- _YOUR TASK_: Output each line of the material exactly as it stands.

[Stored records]
## begin
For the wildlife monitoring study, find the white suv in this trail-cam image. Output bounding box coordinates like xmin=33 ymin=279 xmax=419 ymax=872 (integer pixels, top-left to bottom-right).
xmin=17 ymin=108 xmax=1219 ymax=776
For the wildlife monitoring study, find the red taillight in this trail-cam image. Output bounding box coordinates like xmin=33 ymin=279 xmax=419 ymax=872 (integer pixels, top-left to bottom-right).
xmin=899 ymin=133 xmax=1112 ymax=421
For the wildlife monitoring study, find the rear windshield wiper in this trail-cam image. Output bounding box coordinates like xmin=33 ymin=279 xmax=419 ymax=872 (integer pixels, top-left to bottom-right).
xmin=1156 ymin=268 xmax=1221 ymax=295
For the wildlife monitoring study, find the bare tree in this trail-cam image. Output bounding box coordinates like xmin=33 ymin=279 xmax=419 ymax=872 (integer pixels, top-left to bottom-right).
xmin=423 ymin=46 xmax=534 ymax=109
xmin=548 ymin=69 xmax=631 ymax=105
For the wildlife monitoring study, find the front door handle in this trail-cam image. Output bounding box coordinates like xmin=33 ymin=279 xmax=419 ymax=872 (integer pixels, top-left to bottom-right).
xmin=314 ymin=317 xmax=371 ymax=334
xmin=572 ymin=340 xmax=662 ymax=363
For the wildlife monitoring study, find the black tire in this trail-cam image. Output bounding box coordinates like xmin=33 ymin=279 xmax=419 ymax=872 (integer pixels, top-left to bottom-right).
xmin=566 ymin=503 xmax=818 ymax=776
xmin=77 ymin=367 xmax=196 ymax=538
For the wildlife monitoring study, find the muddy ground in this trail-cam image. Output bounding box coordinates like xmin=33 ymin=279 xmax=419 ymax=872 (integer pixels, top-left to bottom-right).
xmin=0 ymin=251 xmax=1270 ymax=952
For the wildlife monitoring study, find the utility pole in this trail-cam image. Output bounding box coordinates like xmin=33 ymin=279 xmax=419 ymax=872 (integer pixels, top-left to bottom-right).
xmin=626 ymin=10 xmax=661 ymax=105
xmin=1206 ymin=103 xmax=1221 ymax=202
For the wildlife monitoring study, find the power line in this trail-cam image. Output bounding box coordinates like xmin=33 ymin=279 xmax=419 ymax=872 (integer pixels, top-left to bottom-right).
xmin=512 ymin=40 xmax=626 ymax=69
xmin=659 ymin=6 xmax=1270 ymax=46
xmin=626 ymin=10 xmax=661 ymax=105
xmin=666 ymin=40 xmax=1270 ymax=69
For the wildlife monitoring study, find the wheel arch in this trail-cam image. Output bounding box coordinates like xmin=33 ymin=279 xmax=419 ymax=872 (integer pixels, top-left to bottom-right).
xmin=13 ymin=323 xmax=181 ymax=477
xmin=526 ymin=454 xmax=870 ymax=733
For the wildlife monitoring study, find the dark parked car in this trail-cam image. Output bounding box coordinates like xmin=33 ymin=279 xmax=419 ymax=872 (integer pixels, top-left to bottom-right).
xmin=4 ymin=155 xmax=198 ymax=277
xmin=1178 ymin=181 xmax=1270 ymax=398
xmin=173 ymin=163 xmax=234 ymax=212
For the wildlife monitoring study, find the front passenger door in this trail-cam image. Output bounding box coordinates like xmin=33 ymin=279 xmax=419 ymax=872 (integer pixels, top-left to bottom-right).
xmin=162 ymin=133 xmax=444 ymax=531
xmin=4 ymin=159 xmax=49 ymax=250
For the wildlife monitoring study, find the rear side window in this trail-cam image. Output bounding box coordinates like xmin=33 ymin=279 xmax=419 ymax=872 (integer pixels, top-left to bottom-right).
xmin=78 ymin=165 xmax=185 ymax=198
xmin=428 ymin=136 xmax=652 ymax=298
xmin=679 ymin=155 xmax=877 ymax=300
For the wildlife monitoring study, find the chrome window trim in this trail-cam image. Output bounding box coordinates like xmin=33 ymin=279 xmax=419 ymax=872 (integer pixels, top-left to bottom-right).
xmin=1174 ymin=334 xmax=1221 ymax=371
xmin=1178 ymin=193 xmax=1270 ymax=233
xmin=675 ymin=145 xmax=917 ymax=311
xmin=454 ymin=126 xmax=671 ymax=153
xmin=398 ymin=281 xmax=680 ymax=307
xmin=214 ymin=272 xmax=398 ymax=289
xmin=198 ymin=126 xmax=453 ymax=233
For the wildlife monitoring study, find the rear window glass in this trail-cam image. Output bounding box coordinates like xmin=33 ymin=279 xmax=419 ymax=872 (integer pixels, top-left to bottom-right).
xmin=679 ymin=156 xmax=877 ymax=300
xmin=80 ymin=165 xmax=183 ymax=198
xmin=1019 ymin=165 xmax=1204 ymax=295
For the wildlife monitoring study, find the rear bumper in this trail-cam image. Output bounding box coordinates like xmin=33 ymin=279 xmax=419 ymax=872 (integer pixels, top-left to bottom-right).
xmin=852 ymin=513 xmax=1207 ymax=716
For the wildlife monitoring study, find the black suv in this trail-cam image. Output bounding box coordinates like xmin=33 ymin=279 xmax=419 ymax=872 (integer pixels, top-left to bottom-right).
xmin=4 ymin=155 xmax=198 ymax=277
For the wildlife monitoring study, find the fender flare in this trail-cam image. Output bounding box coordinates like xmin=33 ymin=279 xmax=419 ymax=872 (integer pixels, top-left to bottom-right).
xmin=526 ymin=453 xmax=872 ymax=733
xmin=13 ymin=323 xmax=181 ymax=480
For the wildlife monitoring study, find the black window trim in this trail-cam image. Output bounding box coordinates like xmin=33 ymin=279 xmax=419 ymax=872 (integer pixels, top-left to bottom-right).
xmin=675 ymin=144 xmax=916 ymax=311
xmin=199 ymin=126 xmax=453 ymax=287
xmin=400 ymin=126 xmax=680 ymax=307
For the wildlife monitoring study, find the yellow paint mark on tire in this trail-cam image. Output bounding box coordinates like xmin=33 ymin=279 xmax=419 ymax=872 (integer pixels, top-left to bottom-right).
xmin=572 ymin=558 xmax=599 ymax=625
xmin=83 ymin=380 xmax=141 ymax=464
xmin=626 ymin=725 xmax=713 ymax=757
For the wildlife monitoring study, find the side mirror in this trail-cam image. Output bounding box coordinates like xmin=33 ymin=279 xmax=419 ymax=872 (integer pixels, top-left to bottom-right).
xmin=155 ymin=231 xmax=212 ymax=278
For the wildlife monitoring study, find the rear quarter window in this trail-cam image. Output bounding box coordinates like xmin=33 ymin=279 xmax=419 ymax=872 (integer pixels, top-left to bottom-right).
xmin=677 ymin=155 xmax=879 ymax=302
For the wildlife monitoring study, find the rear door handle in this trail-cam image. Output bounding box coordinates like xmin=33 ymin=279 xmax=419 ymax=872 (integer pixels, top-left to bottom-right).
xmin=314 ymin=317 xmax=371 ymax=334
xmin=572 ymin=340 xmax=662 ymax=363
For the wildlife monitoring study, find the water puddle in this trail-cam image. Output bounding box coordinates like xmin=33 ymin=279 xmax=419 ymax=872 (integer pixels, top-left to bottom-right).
## end
- _RESPONSE BELOW_:
For the wildlife monitoring study, find the white suv in this trail-cam image. Output bounding box coordinates like xmin=33 ymin=279 xmax=419 ymax=872 (integer pixels, top-left to bottom-right).
xmin=17 ymin=108 xmax=1219 ymax=776
For the wildlife monitoring study, find the red taillight in this trail-cam image. Output bounding box coordinates like xmin=33 ymin=279 xmax=419 ymax=872 (integer pixels, top-left to bottom-right).
xmin=899 ymin=133 xmax=1112 ymax=421
For the wildlife monitoring study, find the rear windshield wiper in this trail-cam image. Output bounding box coordinates like xmin=33 ymin=279 xmax=419 ymax=872 (integer pixels, top-left to bottom-right).
xmin=1156 ymin=268 xmax=1221 ymax=295
For the wildlife monitoring study, find the bare tree in this trail-cam image. Output bounding box coordinates like xmin=33 ymin=279 xmax=419 ymax=872 (integer pixels, top-left to bottom-right).
xmin=423 ymin=46 xmax=534 ymax=109
xmin=548 ymin=69 xmax=631 ymax=105
For the wildlife monitoring study, find the front door handle in this trail-cam image. Output bounding box coordinates like xmin=33 ymin=279 xmax=419 ymax=872 (integer pixels, top-left to bottom-right).
xmin=314 ymin=317 xmax=371 ymax=334
xmin=572 ymin=340 xmax=662 ymax=363
For the wildlife monitoring study, find the black tire in this trail-cam image. Output bounding box coordinates like xmin=33 ymin=279 xmax=419 ymax=872 (integer pixels, top-left to bottom-right).
xmin=566 ymin=503 xmax=818 ymax=776
xmin=77 ymin=367 xmax=196 ymax=538
For the wildlife monitoring study, find the muddy ground in this trail-cam image. Output bounding box coordinates like xmin=33 ymin=279 xmax=419 ymax=872 (integer pixels, top-left to bottom-right).
xmin=0 ymin=251 xmax=1270 ymax=952
For the wildlife monitoring study, find the utility pole in this trail-cam image. Output bounding box coordinates like xmin=33 ymin=279 xmax=419 ymax=872 (integer pixels, top-left to bottom-right).
xmin=626 ymin=10 xmax=661 ymax=105
xmin=1206 ymin=103 xmax=1221 ymax=202
For the wildlife monitoring study, find the power line in this trail-cam image. Output bounding box coordinates like xmin=33 ymin=279 xmax=419 ymax=872 (integer pixels, top-left to bottom-right).
xmin=512 ymin=40 xmax=626 ymax=69
xmin=659 ymin=6 xmax=1270 ymax=46
xmin=626 ymin=10 xmax=661 ymax=105
xmin=666 ymin=40 xmax=1270 ymax=69
For the wildlife monitoring study, find the wheel arch in this trail-cam image. Output bounding box coordinates like xmin=33 ymin=279 xmax=419 ymax=872 (integer pixels, top-left to bottom-right).
xmin=13 ymin=323 xmax=181 ymax=477
xmin=526 ymin=454 xmax=870 ymax=733
For the wildlife monitoring study, find the dark parked car in this trail-cam image. Output bounding box coordinates like xmin=33 ymin=279 xmax=419 ymax=872 (integer pixels, top-left to bottom-right).
xmin=4 ymin=155 xmax=198 ymax=277
xmin=1178 ymin=181 xmax=1270 ymax=398
xmin=173 ymin=163 xmax=234 ymax=212
For the wildlife monitoring study, find the front passenger door in this trail-cam image. Output bounding box coordinates like xmin=33 ymin=279 xmax=419 ymax=872 (integer pixels, top-left to bottom-right).
xmin=162 ymin=133 xmax=444 ymax=531
xmin=4 ymin=159 xmax=49 ymax=250
For the wildlife monitoring study, find the rear side window in this trail-cam image. Output bounding box coordinates like xmin=33 ymin=279 xmax=419 ymax=872 (integer pixels, top-left to bottom-right).
xmin=78 ymin=165 xmax=185 ymax=198
xmin=428 ymin=136 xmax=652 ymax=298
xmin=679 ymin=155 xmax=877 ymax=300
For the wildlife monitoring study, find the chrome window trim in this trail-cam image. Output bounding box coordinates like xmin=33 ymin=279 xmax=419 ymax=872 (integer pixels, top-left to bottom-right).
xmin=1174 ymin=334 xmax=1221 ymax=371
xmin=1178 ymin=193 xmax=1270 ymax=233
xmin=675 ymin=145 xmax=917 ymax=311
xmin=454 ymin=126 xmax=671 ymax=153
xmin=398 ymin=281 xmax=680 ymax=307
xmin=214 ymin=272 xmax=398 ymax=289
xmin=198 ymin=126 xmax=453 ymax=233
For the wildlife monitoring study, find the rear window glass in this trail-cam image. Output bounding box coordinates like xmin=33 ymin=279 xmax=419 ymax=872 (integer pixels, top-left to bottom-right).
xmin=679 ymin=156 xmax=877 ymax=300
xmin=80 ymin=165 xmax=183 ymax=198
xmin=1019 ymin=165 xmax=1204 ymax=295
For the wildlife monitoring study, find the rear bumper in this trail-cam image. Output bounding box coordinates like xmin=33 ymin=279 xmax=419 ymax=872 (integer pixels, top-left to bottom-right).
xmin=852 ymin=513 xmax=1207 ymax=716
For the wildlife monitoring study, find the black suv in this trail-cam image. Output bounding box coordinates like xmin=33 ymin=279 xmax=419 ymax=872 (integer pixels, top-left to bottom-right).
xmin=4 ymin=155 xmax=198 ymax=277
For the wildlife monitoring study, find the fender flare in this trail-cam image. Output bounding box coordinates like xmin=33 ymin=279 xmax=419 ymax=872 (integer pixels, top-left to bottom-right).
xmin=526 ymin=453 xmax=872 ymax=733
xmin=13 ymin=323 xmax=181 ymax=480
For the wildlife monitoring study, find the black window trim in this trail-cam image. Output bounding box coordinates like xmin=33 ymin=279 xmax=419 ymax=872 (integer pixels, top-left to bottom-right).
xmin=675 ymin=144 xmax=916 ymax=311
xmin=199 ymin=126 xmax=453 ymax=287
xmin=400 ymin=126 xmax=680 ymax=307
For the wildlife monitoring study, find the yellow paint mark on tire in this trail-cam image. Output bounding box coordinates like xmin=33 ymin=279 xmax=419 ymax=872 (integer pixels, top-left to bottom-right).
xmin=572 ymin=558 xmax=599 ymax=625
xmin=83 ymin=380 xmax=141 ymax=464
xmin=626 ymin=725 xmax=713 ymax=757
For the wildlife monitoring study, find the side mirror in this trail-cam image. Output bounding box coordinates like xmin=33 ymin=279 xmax=419 ymax=872 (integer pixels, top-left to bottom-right).
xmin=155 ymin=231 xmax=212 ymax=278
For the wildlife monitoring study, find the rear quarter window in this trail-cam image. Output bounding box coordinates like xmin=33 ymin=279 xmax=419 ymax=872 (integer pixels, top-left to bottom-right).
xmin=677 ymin=155 xmax=879 ymax=302
For the wildlife monitoring study, find the rear door handle in this trail-cam image. Output bounding box coordinates like xmin=33 ymin=279 xmax=419 ymax=872 (integer pixels, top-left to bottom-right).
xmin=314 ymin=317 xmax=371 ymax=334
xmin=572 ymin=340 xmax=662 ymax=363
For the wildlife monitoring study, find the water puddle in this trail-cam image. Output bounding box coordinates like xmin=33 ymin=279 xmax=419 ymax=872 (integer pixels, top-left to bottom-right).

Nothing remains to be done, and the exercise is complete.